Exercise brief. Rewrite the rows below, changing every "dragonfly" to "damselfly" and leaving everything else as it is. Leave the pictures out of your answer.

########

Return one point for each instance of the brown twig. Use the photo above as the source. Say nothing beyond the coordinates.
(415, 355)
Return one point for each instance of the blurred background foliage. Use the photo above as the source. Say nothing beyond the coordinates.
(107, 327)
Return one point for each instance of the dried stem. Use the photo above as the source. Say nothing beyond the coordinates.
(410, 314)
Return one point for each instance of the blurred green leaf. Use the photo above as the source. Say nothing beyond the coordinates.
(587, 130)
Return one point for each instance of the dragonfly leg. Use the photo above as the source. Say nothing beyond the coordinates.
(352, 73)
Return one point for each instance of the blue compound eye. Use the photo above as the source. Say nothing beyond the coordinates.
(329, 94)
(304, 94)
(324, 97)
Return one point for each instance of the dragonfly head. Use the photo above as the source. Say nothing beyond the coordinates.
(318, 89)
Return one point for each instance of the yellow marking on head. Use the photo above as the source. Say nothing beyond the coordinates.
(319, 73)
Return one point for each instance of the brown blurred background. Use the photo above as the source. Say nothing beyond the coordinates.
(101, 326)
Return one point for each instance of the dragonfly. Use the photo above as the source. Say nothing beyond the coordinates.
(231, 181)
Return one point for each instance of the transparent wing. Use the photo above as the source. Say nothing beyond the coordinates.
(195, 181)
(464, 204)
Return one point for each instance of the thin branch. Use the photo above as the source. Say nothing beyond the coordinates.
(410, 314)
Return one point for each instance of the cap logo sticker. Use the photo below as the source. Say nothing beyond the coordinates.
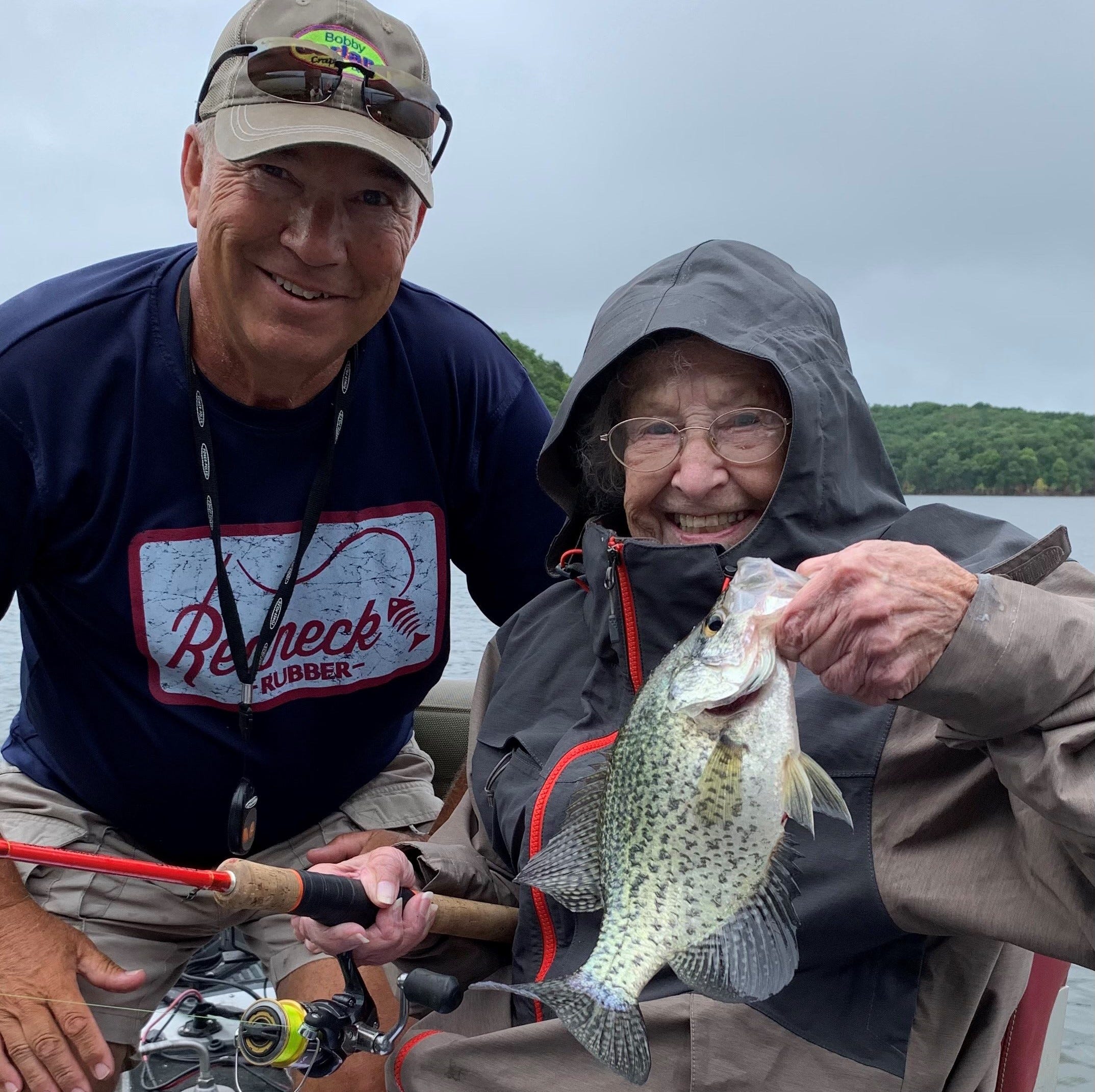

########

Written reply.
Return one point for each instance of the brown twig. Use the photo above as the source. Say nothing beyond the coordinates.
(415, 355)
Return one point for each instance of the blurred background foliage. Use the photo above as the source. Say nothing beyond the coordinates.
(107, 327)
Return one point for each instance of the dried stem. Use the photo above as the source. Say nothing beyond the coordinates.
(410, 314)
Return one point for each instance of the blurred green leaf. Use the photo above as the source. Say nothing beyond the coordinates.
(587, 130)
Return one point for each instance of the damselfly leg. Use the photo above as the source. Say nothing beyond the coordinates.
(352, 73)
Return one point for each instance of the blue compound eye. Use the photo above as the source. Say nothing beyond the coordinates.
(329, 94)
(304, 94)
(324, 97)
Return one point for each instance of the damselfly head. Use the photo above as the source. Say nothing beyond the coordinates.
(318, 89)
Return one point for each instance of the yellow marking on head. Use the photo above as the source. Say nothing beyond the coordinates.
(319, 73)
Return one point for each instance of the brown blurred background. Use the photo above as the source. Say nothing beyond the coordinates.
(101, 326)
Return one point for each instance of the damselfly. Use the photo above as the source. Say nothing beyond the coordinates.
(231, 181)
Return one point for each instance of the transparent wing. Use the photo above as the source. Say nothing beyond the coordinates.
(195, 181)
(464, 204)
Return one point for each instance of the thin branch. Use the photo above as the source. Say nothing beyond the coordinates.
(410, 314)
Return one point for each instance of the cap logo sticker. Use the photo below as the source. Say nothing beyond the coordinates.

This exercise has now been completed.